Work task
Only the lines from the one with "Pinpoint the low concrete" to the end of the data below should be given again, exactly as written.

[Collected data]
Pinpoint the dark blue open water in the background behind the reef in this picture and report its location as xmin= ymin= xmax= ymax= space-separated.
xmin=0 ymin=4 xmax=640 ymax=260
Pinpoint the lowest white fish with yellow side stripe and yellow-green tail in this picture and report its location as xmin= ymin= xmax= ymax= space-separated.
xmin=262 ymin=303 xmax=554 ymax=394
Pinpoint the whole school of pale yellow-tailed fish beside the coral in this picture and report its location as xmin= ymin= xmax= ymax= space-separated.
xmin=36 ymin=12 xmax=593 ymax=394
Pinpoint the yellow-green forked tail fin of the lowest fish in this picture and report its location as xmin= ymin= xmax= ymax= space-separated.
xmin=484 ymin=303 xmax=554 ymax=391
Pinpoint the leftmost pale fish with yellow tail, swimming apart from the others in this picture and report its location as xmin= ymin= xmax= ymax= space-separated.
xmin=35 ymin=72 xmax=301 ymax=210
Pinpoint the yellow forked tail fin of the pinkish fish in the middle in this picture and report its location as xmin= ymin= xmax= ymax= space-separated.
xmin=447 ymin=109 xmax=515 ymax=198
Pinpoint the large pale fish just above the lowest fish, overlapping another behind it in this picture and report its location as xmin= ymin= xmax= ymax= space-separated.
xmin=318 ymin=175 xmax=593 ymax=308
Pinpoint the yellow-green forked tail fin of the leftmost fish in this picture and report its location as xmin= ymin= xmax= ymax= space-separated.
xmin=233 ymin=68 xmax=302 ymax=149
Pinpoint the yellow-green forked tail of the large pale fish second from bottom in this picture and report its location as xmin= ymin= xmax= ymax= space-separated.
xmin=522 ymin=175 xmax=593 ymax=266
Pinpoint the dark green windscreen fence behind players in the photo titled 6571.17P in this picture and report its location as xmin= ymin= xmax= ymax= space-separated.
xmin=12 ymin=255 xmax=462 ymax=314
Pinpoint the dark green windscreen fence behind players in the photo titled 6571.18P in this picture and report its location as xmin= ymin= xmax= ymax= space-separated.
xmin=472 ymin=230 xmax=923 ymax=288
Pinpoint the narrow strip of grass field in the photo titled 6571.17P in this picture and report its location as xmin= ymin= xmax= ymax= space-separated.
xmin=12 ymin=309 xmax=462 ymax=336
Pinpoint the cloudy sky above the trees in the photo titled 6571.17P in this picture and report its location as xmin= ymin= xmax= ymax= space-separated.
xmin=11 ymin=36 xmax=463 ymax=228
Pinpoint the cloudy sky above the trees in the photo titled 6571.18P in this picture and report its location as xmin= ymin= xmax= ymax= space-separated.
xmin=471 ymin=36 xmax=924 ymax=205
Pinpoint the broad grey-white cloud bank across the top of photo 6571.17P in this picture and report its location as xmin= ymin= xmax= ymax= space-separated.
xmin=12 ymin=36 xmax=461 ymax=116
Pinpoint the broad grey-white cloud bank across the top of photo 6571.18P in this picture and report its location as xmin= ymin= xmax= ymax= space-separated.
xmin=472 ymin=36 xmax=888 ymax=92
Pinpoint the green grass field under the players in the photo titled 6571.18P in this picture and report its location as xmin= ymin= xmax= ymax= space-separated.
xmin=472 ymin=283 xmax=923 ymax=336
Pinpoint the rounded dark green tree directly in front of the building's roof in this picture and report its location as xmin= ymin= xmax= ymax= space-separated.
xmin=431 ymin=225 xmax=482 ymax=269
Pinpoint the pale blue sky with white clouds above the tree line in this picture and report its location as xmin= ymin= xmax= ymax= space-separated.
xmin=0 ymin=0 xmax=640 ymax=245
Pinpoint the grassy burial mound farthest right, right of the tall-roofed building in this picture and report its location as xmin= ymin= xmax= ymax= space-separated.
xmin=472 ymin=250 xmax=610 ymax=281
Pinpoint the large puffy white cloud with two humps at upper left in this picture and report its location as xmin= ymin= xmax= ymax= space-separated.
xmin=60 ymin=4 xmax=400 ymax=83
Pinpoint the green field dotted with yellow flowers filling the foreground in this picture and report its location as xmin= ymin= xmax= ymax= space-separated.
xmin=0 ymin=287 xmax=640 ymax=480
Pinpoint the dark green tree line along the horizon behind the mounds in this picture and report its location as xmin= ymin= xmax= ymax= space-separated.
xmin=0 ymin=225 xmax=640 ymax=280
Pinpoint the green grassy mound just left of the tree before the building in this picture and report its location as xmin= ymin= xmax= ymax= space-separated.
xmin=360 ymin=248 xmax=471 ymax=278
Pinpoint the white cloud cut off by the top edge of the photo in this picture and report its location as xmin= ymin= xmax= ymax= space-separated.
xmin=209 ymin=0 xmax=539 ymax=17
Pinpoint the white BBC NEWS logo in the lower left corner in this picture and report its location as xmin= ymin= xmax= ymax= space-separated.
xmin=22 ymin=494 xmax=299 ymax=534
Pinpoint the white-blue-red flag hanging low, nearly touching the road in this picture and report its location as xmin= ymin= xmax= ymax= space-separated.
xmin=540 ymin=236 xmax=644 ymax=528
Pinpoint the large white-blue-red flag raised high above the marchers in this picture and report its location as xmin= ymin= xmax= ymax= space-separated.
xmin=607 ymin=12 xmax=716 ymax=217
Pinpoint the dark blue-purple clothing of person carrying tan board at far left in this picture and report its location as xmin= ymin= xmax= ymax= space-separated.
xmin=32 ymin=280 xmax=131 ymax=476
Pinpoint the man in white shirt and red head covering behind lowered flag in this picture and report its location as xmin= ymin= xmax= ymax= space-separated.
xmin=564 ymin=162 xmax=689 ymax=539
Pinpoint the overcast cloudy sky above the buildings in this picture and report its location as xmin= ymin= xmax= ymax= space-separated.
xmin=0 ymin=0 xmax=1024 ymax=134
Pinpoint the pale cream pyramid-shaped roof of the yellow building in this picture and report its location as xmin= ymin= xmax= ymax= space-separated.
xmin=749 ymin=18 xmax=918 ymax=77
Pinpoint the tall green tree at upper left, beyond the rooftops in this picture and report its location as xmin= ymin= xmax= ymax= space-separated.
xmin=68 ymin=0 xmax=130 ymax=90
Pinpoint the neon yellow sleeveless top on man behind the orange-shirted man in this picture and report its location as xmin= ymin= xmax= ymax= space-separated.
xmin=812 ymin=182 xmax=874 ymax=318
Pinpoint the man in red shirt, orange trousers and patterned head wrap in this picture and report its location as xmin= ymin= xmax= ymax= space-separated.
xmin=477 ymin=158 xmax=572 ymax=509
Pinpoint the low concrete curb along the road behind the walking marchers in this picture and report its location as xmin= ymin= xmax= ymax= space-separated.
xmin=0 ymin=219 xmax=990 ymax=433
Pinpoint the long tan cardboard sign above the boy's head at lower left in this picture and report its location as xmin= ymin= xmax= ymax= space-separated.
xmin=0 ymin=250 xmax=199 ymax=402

Response for this exercise
Pinpoint the low concrete curb along the road behind the walking marchers in this picture and report its location as xmin= ymin= xmax= ymax= space-separated.
xmin=0 ymin=219 xmax=990 ymax=433
Pinpoint the long tan cardboard sign above the boy's head at lower left in this picture and report its location as xmin= ymin= xmax= ymax= space-separated.
xmin=0 ymin=250 xmax=199 ymax=402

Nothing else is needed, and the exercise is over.